INSTRUCTIONS TO FOLLOW
Extract every line in the records below that contains the word "pocket" and copy each one unchanged.

DATA TO PROCESS
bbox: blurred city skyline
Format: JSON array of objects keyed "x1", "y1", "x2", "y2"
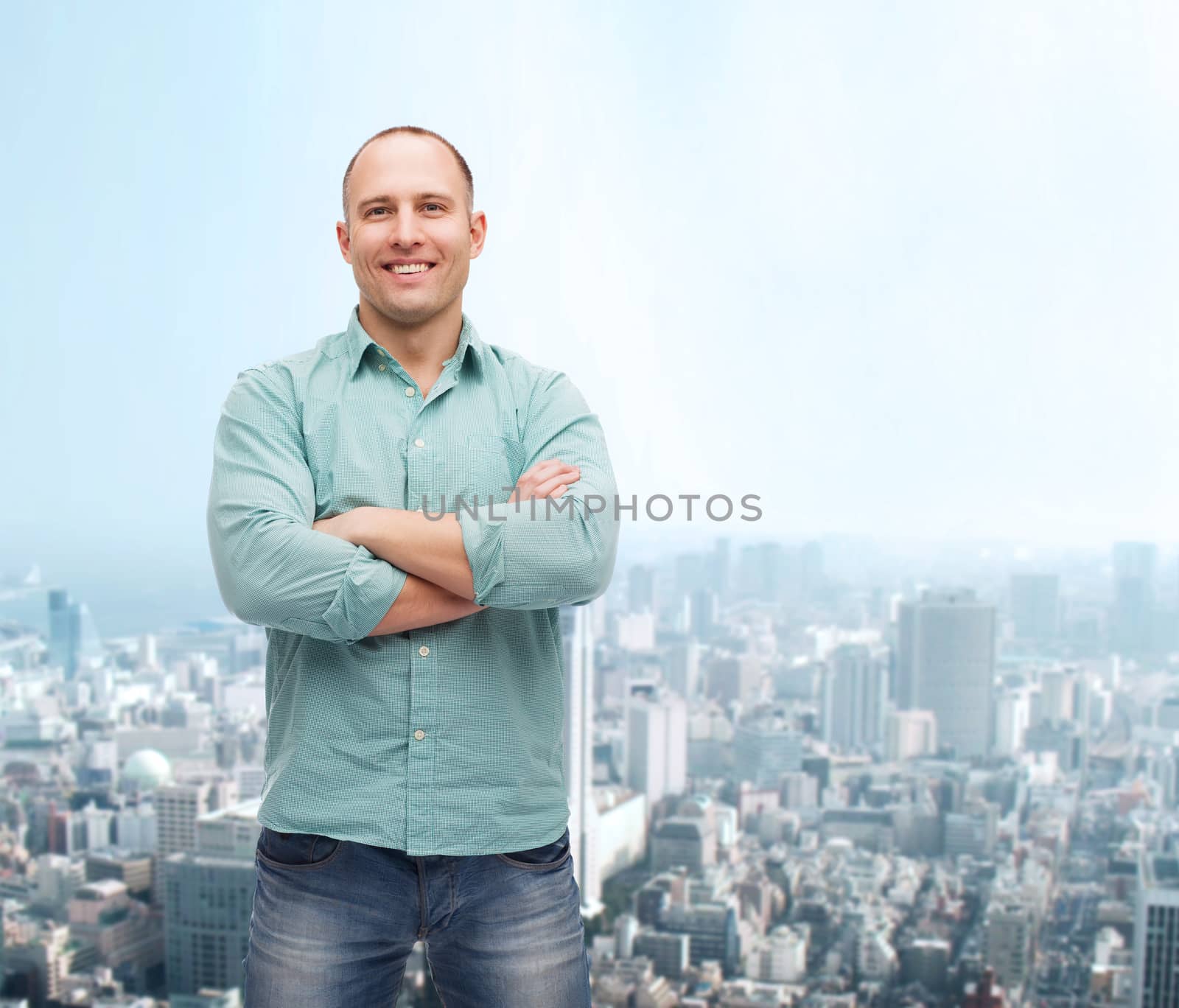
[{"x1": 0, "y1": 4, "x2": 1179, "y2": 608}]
==
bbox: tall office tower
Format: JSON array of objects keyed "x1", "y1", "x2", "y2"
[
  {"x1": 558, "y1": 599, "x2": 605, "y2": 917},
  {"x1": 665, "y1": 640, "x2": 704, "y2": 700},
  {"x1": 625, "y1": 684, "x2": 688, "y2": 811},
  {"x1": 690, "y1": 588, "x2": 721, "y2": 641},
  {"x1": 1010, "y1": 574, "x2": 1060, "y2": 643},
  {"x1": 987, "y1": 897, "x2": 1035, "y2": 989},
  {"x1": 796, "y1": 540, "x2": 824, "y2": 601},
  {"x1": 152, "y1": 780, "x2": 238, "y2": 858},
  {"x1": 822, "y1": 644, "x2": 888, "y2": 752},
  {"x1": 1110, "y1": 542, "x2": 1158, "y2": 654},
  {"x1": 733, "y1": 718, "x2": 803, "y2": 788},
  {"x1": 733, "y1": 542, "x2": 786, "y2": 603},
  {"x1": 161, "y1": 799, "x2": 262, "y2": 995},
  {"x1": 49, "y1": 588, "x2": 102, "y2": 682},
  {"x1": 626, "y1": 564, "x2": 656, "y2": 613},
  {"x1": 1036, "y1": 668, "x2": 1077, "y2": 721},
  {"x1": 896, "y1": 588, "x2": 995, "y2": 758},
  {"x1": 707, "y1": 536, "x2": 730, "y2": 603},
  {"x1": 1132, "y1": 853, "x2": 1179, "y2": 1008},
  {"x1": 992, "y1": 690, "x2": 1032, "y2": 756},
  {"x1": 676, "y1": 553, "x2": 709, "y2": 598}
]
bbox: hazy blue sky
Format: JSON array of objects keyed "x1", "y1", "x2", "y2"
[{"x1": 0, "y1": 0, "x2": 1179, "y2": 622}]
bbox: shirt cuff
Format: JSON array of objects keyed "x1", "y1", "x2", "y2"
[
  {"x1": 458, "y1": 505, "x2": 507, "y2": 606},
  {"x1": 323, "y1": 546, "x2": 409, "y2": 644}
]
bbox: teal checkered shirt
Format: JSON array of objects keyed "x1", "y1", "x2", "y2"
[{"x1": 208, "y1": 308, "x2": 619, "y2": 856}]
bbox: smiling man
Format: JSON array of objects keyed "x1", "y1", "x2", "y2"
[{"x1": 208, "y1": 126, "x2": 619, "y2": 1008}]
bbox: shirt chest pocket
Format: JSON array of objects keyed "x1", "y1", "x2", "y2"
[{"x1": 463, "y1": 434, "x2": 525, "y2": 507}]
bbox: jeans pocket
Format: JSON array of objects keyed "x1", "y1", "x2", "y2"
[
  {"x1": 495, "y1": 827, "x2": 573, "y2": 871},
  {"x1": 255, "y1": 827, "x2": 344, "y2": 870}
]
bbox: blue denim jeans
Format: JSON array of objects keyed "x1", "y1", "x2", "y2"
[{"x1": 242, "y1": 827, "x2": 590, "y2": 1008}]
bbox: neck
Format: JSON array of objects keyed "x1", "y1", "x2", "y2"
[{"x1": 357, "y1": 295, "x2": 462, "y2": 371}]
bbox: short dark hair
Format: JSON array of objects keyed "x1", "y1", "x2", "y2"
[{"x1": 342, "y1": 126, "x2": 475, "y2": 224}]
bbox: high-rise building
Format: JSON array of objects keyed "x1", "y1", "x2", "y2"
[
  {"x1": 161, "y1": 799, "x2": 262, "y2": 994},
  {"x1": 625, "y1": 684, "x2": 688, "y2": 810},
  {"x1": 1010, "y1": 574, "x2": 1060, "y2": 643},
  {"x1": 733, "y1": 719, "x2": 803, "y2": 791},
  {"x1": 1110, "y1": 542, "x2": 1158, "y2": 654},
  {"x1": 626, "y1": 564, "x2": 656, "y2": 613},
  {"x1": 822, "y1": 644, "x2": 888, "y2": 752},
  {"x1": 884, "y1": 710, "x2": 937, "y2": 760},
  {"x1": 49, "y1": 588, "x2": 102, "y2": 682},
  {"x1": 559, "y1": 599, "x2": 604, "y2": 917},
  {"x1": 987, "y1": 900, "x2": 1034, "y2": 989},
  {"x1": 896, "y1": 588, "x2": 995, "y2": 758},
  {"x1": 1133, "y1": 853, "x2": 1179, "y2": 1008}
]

FINISHED ANSWER
bbox: shirt chest pocket
bbox: jeans pocket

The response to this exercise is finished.